#### Tareas por realizar
(1) Reescribe como lista el párrafo del ensayo sobre la belleza en la época moderna que empieza «Vivimos en una época». Conserva sus datos principales.
(2) Prolonga el ensayo sobre la belleza en la época moderna a partir de su última frase.

#### Texto del documento
-*-
Por
Christopher Fleming
Vivimos en una época paradógica. Por un lado,
muchos siguen apreciando la belleza; pero por otro lado, el mundo moderno
parece incapaz de producir belleza. A pesar de los estragos
causados por la música Pop, las salas de conciertos se siguen
llenando cada vez que se interpreta el Requiem de Mozart; todos los días hay
cola para entrar a las grandes pinacotecas del mundo, donde se exhiben las
obras maestras de las bellas artes, como El Prado de
Madrid, The National Gallery de Londres, el Louvre de
París, etc.; siempre hay miles de turistas deambulando por Venecia, rindiendo
homenaje a la ciudad más bella del mundo. Sin embargo, la música, las obras de
arte, y los edificios de cualquier tipo que se crean hoy en día son casi todas
inconmensurablemente feas. Además, ni siquiera gustan al público. No hay más
que acudir a un concierto de música clásica de “vanguardia” o darse un paseo
por un museo de “arte moderno”; por mucha publicidad y apoyo institucional que
se den, no van más que cuatro gatos.
-*-
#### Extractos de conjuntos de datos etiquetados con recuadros
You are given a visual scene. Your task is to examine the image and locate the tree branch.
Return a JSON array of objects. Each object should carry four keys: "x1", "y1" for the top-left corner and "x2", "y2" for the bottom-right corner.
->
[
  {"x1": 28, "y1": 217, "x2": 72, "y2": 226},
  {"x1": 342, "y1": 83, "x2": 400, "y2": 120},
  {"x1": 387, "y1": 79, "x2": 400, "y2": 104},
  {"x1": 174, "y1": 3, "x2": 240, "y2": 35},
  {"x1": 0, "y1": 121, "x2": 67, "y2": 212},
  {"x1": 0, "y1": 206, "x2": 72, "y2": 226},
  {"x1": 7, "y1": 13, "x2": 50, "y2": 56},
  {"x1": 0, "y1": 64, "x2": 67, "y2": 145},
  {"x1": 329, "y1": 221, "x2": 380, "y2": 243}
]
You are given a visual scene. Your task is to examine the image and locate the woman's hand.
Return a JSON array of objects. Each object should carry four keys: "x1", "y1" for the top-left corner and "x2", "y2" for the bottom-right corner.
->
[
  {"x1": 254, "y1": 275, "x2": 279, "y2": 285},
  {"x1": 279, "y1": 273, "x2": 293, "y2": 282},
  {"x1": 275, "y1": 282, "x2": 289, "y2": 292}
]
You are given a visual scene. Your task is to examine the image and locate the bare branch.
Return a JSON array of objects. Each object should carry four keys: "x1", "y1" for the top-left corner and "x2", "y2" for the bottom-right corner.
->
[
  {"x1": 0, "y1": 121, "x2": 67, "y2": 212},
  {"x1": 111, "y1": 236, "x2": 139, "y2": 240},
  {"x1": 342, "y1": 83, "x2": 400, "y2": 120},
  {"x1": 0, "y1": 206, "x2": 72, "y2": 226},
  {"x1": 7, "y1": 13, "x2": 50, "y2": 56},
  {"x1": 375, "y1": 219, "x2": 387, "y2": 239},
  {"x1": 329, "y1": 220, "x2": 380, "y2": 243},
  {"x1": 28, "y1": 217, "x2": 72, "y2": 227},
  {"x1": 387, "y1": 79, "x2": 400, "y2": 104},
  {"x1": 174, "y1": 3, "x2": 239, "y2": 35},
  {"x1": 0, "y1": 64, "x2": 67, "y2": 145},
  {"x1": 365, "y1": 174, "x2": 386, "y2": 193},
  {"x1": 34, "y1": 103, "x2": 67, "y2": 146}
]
-*-
#### Respuestas por tarea
(1)
- Muchos siguen apreciando la belleza, pero el mundo moderno parece incapaz de producirla.
- Pese a los estragos de la música Pop, las salas de conciertos se llenan cada vez que se interpreta el Requiem de Mozart.
- Todos los días hay cola en las grandes pinacotecas del mundo, como El Prado de Madrid, The National Gallery de Londres y el Louvre de París.
- Siempre hay miles de turistas en Venecia, la ciudad más bella del mundo.
- La música, las obras de arte y los edificios que se crean hoy son casi todos inconmensurablemente feos y ni siquiera gustan al público.
- A los conciertos de música clásica de «vanguardia» y a los museos de «arte moderno» va muy poca gente, aunque cuenten con mucha publicidad y apoyo institucional.

(2)
¿Cómo es posible que haya tal abismo entre lo
que se crea y los gustos reales de la gente? Como músico y profesor de
conservatorio, puedo hablar con conocimiento sobre lo que ocurre en el mundo de
la música. Dentro de la música clásica, o como se denomina a veces, la “música
culta”, existen dos tipos de compositores: primero, están los compositores que
componen para su disfrute y para el disfrute de su público. Lo podrán hacer con
más o menos acierto, con mejor o peor gusto, pero lo cierto es que intentan
crear música que guste. Dicho de otra manera, sus composiciones
aspiran a ser bellas en algún sentido. Luego están los compositores que les
importa un rábano si su música gusta a alguien; normalmente ni siquiera les
gusta a ellos mismos. Lo que les motiva no es buscar belleza en sus
composiciones, sino estar a la última, seguir las tendencias más vanguardistas.
Tienen una idea en su cabeza y la siguen, sin importarles el resultado sonoro
de su música.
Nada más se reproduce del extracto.